Excerpts of labeled region data:
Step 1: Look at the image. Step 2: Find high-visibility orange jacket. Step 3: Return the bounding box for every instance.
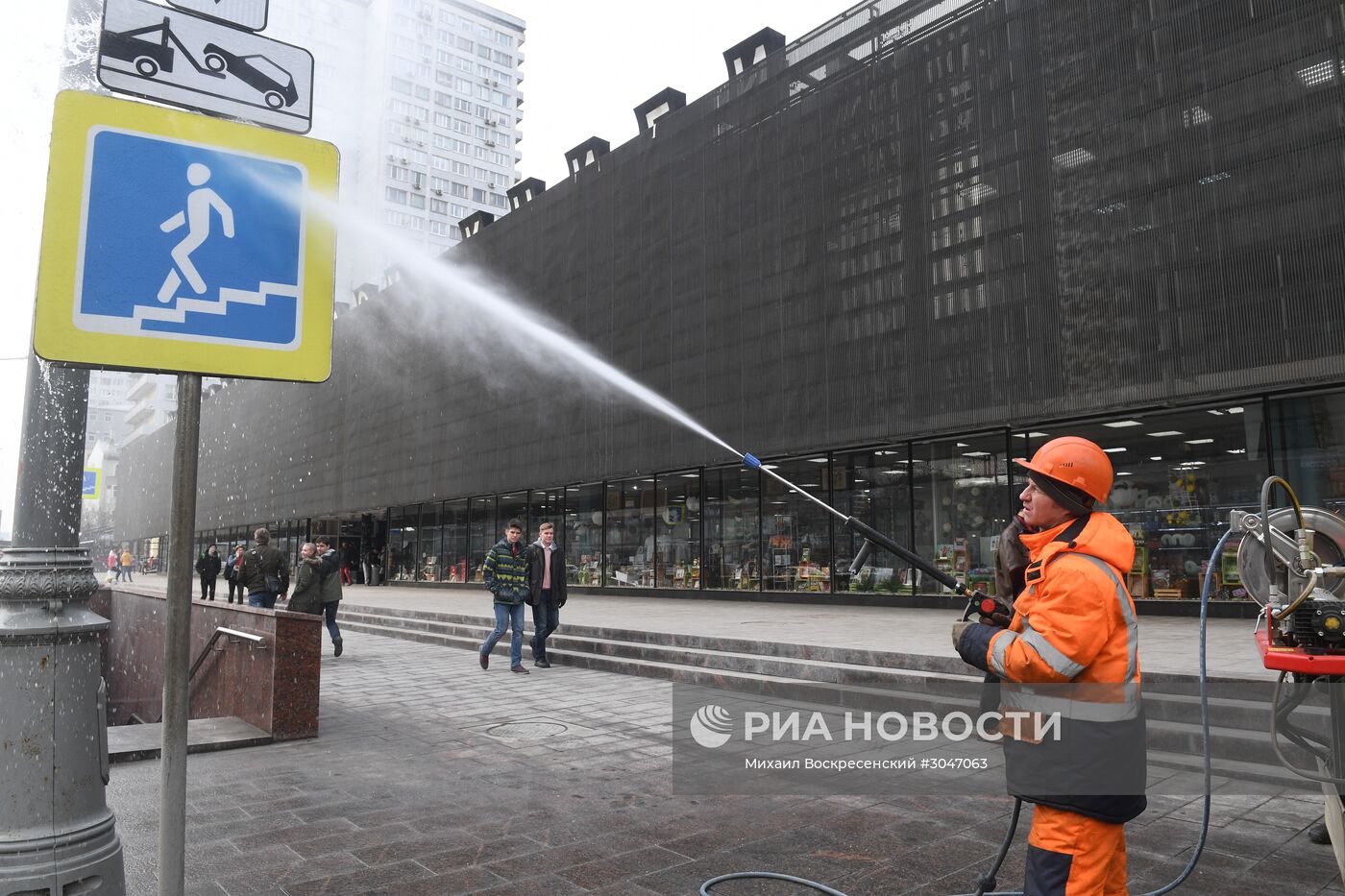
[958,513,1144,823]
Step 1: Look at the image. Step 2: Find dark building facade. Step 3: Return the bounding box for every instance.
[118,0,1345,600]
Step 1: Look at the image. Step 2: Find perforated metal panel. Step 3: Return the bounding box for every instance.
[120,0,1345,533]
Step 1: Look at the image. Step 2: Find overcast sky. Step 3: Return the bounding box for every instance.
[0,0,854,536]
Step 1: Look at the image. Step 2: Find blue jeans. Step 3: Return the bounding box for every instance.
[528,588,561,659]
[323,600,340,644]
[248,591,276,610]
[481,604,524,668]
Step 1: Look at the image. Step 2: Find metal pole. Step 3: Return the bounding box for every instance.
[13,0,102,547]
[159,374,201,896]
[0,0,127,896]
[13,355,88,547]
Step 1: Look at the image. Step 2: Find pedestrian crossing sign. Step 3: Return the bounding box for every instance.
[34,91,336,382]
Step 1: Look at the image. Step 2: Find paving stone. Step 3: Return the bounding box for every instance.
[283,861,432,896]
[108,632,1339,896]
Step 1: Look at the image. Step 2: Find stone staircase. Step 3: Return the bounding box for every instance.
[340,604,1326,787]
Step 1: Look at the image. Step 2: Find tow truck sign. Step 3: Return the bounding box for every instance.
[98,0,313,133]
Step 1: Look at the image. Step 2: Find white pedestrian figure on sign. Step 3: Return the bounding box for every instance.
[159,161,234,304]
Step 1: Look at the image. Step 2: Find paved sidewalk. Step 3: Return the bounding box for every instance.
[109,621,1345,896]
[134,576,1277,679]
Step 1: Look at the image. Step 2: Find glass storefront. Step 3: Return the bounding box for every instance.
[441,497,467,583]
[761,455,833,592]
[562,482,602,585]
[604,476,656,588]
[907,430,1016,594]
[700,467,761,591]
[831,446,912,593]
[387,504,420,581]
[467,496,507,581]
[653,471,700,588]
[1271,393,1345,514]
[495,491,528,527]
[183,393,1345,600]
[416,502,444,581]
[524,489,565,541]
[1015,402,1270,600]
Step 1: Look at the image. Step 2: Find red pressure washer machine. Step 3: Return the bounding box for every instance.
[1225,476,1345,879]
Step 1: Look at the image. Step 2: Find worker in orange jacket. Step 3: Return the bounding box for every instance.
[954,436,1146,896]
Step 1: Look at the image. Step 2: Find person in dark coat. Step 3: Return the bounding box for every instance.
[285,543,323,617]
[527,523,566,668]
[480,520,532,675]
[196,545,222,600]
[225,545,246,604]
[317,536,346,657]
[236,527,289,610]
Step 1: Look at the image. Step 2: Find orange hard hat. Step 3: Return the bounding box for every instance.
[1015,436,1113,503]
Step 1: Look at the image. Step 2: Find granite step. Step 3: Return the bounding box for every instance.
[342,605,1272,699]
[342,614,981,695]
[333,613,1308,767]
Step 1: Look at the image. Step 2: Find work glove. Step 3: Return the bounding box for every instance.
[952,620,1005,671]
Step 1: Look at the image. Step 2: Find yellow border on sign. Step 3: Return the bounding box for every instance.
[33,90,337,382]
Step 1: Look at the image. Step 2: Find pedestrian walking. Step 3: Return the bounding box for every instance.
[285,541,323,617]
[317,536,344,657]
[225,545,243,604]
[480,520,531,675]
[196,545,221,600]
[527,522,566,668]
[238,527,289,610]
[954,436,1146,896]
[360,547,378,585]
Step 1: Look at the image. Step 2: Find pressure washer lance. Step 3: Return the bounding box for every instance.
[743,453,1013,625]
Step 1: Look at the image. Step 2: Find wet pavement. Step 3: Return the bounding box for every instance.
[108,621,1345,896]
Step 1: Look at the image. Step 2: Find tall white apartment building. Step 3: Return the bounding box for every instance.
[266,0,525,293]
[86,0,525,473]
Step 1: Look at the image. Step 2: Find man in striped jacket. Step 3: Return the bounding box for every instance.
[481,520,532,675]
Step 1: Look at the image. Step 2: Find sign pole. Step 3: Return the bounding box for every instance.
[159,374,201,896]
[0,0,127,896]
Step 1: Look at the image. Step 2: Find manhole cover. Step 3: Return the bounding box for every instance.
[485,722,568,739]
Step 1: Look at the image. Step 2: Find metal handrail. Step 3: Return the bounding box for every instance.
[159,625,266,721]
[187,625,266,688]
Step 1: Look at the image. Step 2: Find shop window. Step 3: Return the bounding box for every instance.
[495,491,531,529]
[525,489,565,541]
[561,483,602,585]
[605,476,658,588]
[387,504,420,581]
[653,471,700,588]
[467,496,501,581]
[1271,393,1345,514]
[1015,402,1268,600]
[761,456,831,592]
[440,497,468,583]
[831,446,914,593]
[700,467,761,591]
[904,432,1010,594]
[416,502,444,581]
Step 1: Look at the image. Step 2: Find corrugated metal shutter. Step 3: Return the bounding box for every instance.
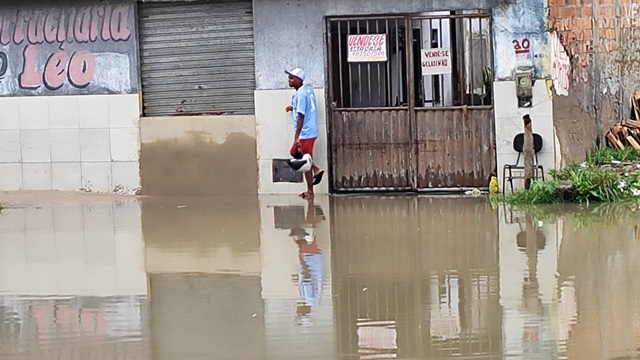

**Prompt**
Reproduce every line of the rows above verbatim, omitting the pictures.

**Expected output**
Step 1: Look at the image. Step 2: Find high-visibility orange jacket. Step 3: Return the bounding box for every instance.
[958,513,1144,823]
Step 1: Look at the image. Step 2: Find dark building facade. Step 3: Return the bounding box for every instance.
[118,0,1345,600]
Step 1: Look at the image. Step 2: Find perforated metal panel. Step 3: Return the bounding box for every instance.
[120,0,1345,533]
Step 1: Look at the image. Step 2: Find overcast sky. Step 3: Return the bounding box for every instance.
[0,0,854,536]
Step 1: Look at the image. Step 2: Find blue jeans. Step 3: Return the bounding box for every instance.
[528,588,561,659]
[323,600,340,644]
[248,591,276,610]
[481,604,524,668]
Step 1: Look at the image. Step 2: Find metal pole. Step 3: Return the bounding box for every instance.
[13,0,102,547]
[159,374,201,896]
[0,0,127,896]
[13,355,88,547]
Step 1: Look at the image. Step 2: Find pedestrian crossing sign. Step 3: Return the bounding box for every instance.
[34,91,336,382]
Step 1: Look at the image. Step 2: Find paving stone. Step 3: Return the bounding box for every instance.
[283,861,432,896]
[108,632,1339,896]
Step 1: Look at the image. Step 2: Find stone staircase. Step 3: Return the bounding box for every instance.
[340,604,1326,787]
Step 1: Look at the image. Step 2: Find tow truck sign. Step 3: Return the bounding box for every instance.
[98,0,313,133]
Step 1: Look at the image. Step 2: Find white pedestrian figure on sign. Step 3: Return the bounding box for every instance.
[159,161,234,304]
Step 1: Look at the image. Step 2: Find paved sidewalk. Step 3: Return the bounding box for every instance.
[109,621,1345,896]
[134,576,1277,679]
Step 1: Look at the image. Step 2: Find glass storefront. Step 3: Return the bounding box for every instance.
[441,497,467,583]
[761,455,833,592]
[562,482,602,585]
[604,476,656,588]
[907,430,1016,594]
[700,467,761,591]
[831,446,912,593]
[387,504,420,581]
[467,496,507,581]
[653,471,700,588]
[1271,393,1345,514]
[495,491,528,527]
[183,393,1345,600]
[416,502,444,581]
[524,489,565,541]
[1015,402,1270,600]
Step 1: Look at the image. Step 2: Find red pressure washer machine. Step 3: Return the bounding box for every instance.
[1225,476,1345,879]
Step 1: Look at the image. Step 2: Find worker in orange jacket. Step 3: Return the bounding box for every instance.
[954,436,1146,896]
Step 1: Look at the image. Step 2: Find person in dark coat. Step 3: Return the bounding box for every instance.
[285,543,323,617]
[527,523,566,668]
[480,520,532,675]
[196,545,222,600]
[225,545,246,604]
[317,536,346,657]
[236,527,289,610]
Step 1: Look at the image. Step 2: Find orange hard hat. Step 3: Return the bounding box for every instance.
[1015,436,1113,503]
Step 1: Look at the image. Step 2: Find granite step. Step 3: Return the bounding box for every instance.
[342,605,1272,699]
[342,614,981,695]
[333,613,1308,767]
Step 1: Look at the image. Step 2: Find work glove. Step 3: Return the bounding box for every instance.
[952,620,1005,671]
Step 1: Look at the image. Step 2: Find yellow border on sign. Step 3: Return the bounding box for every instance.
[33,90,337,382]
Step 1: Look at the image. Step 2: Find pedestrian walking. Step 3: Return the bounding box for every instance.
[285,541,323,617]
[317,536,344,657]
[225,545,243,604]
[480,520,531,675]
[196,545,221,600]
[527,522,566,668]
[238,527,289,610]
[954,436,1146,896]
[360,547,378,585]
Step 1: Look at the image. Step 2: Find pressure washer lance. Step 3: Return the bounding box for every instance.
[743,453,1013,625]
Step 1: Look at the image. Step 2: Find wet pavement. Step 3: Return the bounding box for every instance.
[108,621,1345,896]
Step 1: Look at the image. Step 2: Find tall white apartment building. Step 3: Return the bounding box for every instance.
[266,0,525,293]
[86,0,525,473]
Step 1: Look at the image. Step 2: Find man in striped jacket. Step 3: Return the bounding box for every instance.
[481,520,532,675]
Step 1: Look at the image. Step 2: Find sign pole. Step 3: Return the bounding box for every instance.
[159,374,201,896]
[0,0,127,896]
Step 1: Look at the image. Step 2: Find manhole cover. Step 3: Return the bounding box for every instance.
[485,722,568,739]
Step 1: Look at the image. Step 2: Find metal handrail. Step 3: Return the bounding box for every instance.
[159,625,266,721]
[187,625,266,688]
Step 1: Look at the image. Step 2: Find shop window. Step 3: Return the bounding box for every instance.
[495,491,531,529]
[525,489,565,541]
[561,483,602,585]
[605,476,658,588]
[387,504,420,581]
[653,471,700,588]
[467,496,501,581]
[1271,393,1345,514]
[1015,402,1268,600]
[761,456,831,592]
[440,497,468,583]
[831,446,914,593]
[700,467,761,591]
[904,432,1010,594]
[416,502,444,581]
Step 1: Look at the image. Step 2: Find corrugated metal shutter. Step 3: Return the bounding box for every instance.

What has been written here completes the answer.